**Textauszug**
§

München – Das Schicksal von Lenn Jonas Milke, den wir in unserer Zeitung vor einem Jahr vorstellten, teilten wahrscheinlich unzählige Studenten. Eigentlich hatte sich der 19-Jährige für Politikwissenschaften an der Münchner Ludwig-Maximilians-Universität (LMU) eingeschrieben. Doch Corona kam dazwischen: Lockdown. Kein Präsenzbetrieb, die Hörsäle zu, kein Studentenleben. So blieb der junge Mann in seinem Elternhaus in Essen im Ruhrgebiet. Drei Semester Politik im Online-Betrieb.
Das ist Vergangenheit. In einer Woche starten die Universitäten ins Wintersemester, trotz einer neuen Corona-Welle gibt es kaum Beschränkungen, nicht einmal eine Maskenpflicht in den Hörsälen. Ist die digitale Lehre damit vorbei?

§

[Einträge aus einer Datenquelle]
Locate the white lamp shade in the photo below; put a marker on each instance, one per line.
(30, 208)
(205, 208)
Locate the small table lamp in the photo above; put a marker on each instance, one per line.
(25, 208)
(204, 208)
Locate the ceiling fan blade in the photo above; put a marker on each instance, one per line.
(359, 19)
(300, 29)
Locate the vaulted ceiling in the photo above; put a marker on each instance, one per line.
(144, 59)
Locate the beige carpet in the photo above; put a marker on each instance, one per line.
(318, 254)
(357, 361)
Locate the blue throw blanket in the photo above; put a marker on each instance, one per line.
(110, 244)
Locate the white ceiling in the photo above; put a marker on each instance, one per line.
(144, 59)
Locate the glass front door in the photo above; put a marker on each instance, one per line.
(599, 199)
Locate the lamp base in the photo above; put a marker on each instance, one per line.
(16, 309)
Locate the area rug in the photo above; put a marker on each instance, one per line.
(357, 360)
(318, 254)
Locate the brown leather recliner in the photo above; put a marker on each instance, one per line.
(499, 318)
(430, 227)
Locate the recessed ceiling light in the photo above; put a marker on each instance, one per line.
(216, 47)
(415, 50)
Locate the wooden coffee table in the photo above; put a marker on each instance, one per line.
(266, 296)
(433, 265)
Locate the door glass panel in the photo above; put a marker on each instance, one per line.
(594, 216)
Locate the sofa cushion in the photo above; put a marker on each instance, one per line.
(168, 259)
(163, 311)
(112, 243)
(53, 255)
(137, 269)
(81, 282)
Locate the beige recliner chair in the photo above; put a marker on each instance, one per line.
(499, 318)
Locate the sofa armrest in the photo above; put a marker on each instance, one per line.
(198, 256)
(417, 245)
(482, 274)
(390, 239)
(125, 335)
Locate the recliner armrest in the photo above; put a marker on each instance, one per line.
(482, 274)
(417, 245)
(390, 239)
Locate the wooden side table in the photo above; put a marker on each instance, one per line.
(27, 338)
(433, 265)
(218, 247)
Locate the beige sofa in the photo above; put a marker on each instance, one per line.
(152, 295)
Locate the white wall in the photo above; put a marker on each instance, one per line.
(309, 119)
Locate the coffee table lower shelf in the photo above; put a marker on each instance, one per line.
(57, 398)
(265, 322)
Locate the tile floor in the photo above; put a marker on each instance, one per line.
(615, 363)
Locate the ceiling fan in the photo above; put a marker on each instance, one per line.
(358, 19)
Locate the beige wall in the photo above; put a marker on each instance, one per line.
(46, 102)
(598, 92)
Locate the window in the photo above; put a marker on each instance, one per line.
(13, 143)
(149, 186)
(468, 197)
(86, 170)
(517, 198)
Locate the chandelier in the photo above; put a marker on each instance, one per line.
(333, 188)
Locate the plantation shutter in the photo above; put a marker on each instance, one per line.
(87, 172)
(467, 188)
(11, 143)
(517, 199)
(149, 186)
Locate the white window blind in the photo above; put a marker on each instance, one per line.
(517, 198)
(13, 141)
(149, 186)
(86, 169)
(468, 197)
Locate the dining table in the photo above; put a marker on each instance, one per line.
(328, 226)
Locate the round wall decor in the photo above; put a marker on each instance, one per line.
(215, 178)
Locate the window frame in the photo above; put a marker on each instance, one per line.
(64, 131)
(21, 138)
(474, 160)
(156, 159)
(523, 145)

§

**Arbeitsaufträge**
(a) Nenne alle geografischen Namen von Städten und Regionen, die im Artikel über Lenn Jonas Milke vorkommen.
(b) Führe den Artikel über Lenn Jonas Milke im Anschluss an seinen letzten Satz mit einigen Sätzen weiter.

**Lösungen nach Nummer**
(a) München, Essen, Ruhrgebiet

(b)
Wohl kaum. Eine Studie, die der Lehrstuhl für Empirische Pädagogik und Pädagogische Psychologie an der LMU für die Vereinigung der bayerischen Wirtschaft (vbw) erstellt hat, empfiehlt dringend, den Digital-Betrieb zum Teil beizubehalten. „Die Ausstattung der bayerischen Hochschulen mit digitalen Medien hat während der Corona-Pandemie einen großen Schritt nach vorne gemacht“, schreiben die Forscher in der Studie, die heute im Haus der Bayerischen Wirtschaft vorgestellt wird. „Jetzt kommt es darauf an, sie zu konsolidieren und zur Erhöhung der Lehrqualität zu nutzen.“ Dabei gebe es Probleme: Nicht jeder Dozent könne Online-Formate sinnvoll in seine Lehr-Tätigkeit integrieren.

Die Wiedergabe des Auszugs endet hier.